● Task goal
Copy all the lines below, putting "Label" wherever "Query" appears and keeping everything else the same.

● Material to process

━━━━━━━━━━━━━━━━━━━━

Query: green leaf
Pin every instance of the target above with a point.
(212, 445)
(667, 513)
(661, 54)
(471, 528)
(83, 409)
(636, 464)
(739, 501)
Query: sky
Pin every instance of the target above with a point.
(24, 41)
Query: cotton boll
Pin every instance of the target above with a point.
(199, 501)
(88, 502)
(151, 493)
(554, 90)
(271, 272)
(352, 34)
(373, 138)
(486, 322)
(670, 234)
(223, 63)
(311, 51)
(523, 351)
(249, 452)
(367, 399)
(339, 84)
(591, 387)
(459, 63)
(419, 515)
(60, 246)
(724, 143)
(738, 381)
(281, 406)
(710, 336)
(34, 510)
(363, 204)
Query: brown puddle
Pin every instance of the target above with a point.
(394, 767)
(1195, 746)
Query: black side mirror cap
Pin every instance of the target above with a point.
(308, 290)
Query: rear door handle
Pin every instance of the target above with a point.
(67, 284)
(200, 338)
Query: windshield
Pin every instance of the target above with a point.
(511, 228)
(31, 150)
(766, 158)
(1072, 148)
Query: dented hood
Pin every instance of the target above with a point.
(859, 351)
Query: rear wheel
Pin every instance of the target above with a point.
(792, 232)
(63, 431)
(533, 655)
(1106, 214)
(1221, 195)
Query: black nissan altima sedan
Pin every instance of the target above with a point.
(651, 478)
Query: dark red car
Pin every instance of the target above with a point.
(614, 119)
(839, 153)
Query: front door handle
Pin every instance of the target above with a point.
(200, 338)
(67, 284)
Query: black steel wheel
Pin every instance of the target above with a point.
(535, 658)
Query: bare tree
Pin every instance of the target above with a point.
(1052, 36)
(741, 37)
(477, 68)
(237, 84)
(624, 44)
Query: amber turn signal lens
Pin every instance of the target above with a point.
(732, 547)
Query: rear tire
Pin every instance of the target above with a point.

━━━━━━━━━━━━━━━━━━━━

● Answer below
Label: green leaf
Pin every instance of the target above with a point.
(212, 445)
(667, 513)
(661, 54)
(471, 528)
(83, 409)
(636, 464)
(739, 501)
Label: sky
Pin every instance of the target above with a point.
(24, 41)
Label: cotton boll
Pin every instance of the target above with a point.
(199, 501)
(88, 502)
(151, 493)
(554, 90)
(271, 272)
(352, 34)
(373, 138)
(486, 322)
(670, 234)
(223, 63)
(311, 51)
(523, 351)
(249, 452)
(367, 399)
(339, 84)
(591, 387)
(459, 63)
(419, 515)
(60, 246)
(724, 143)
(738, 381)
(281, 406)
(710, 336)
(34, 510)
(363, 204)
Label: brown puddle
Pin every instance of the target above with a point.
(394, 767)
(1195, 746)
Label: black side mirror cap
Pin every instance of the target above with a point.
(308, 290)
Label: rear door handle
Pin every instance of the target above with a point.
(67, 284)
(200, 338)
Label: windshield
Pin every instance of the target above with a point.
(511, 228)
(31, 150)
(766, 158)
(1072, 148)
Label: dented hood
Pin every instance of the target above with a point.
(859, 351)
Label: rear wheel
Pin every instance of the target above with a point.
(792, 232)
(63, 431)
(533, 655)
(1106, 214)
(1221, 195)
Label: black nissan altima sedan
Pin every instance of the target above with a point.
(651, 478)
Label: dark red car
Pin every instance of the target above with a point.
(614, 119)
(839, 153)
Label: front door handle
Pin every instance of the target above with a point.
(200, 338)
(67, 284)
Label: black steel wheel
Pin every instance of the target above with a point.
(535, 658)
Label: bare tree
Pin every instance of the target above with a point.
(1052, 36)
(741, 37)
(477, 68)
(237, 84)
(624, 44)
Label: amber turn signal lens
Pin every instance of the target above with a point.
(732, 547)
Label: rear tire
Pin every instance of the target above with a point.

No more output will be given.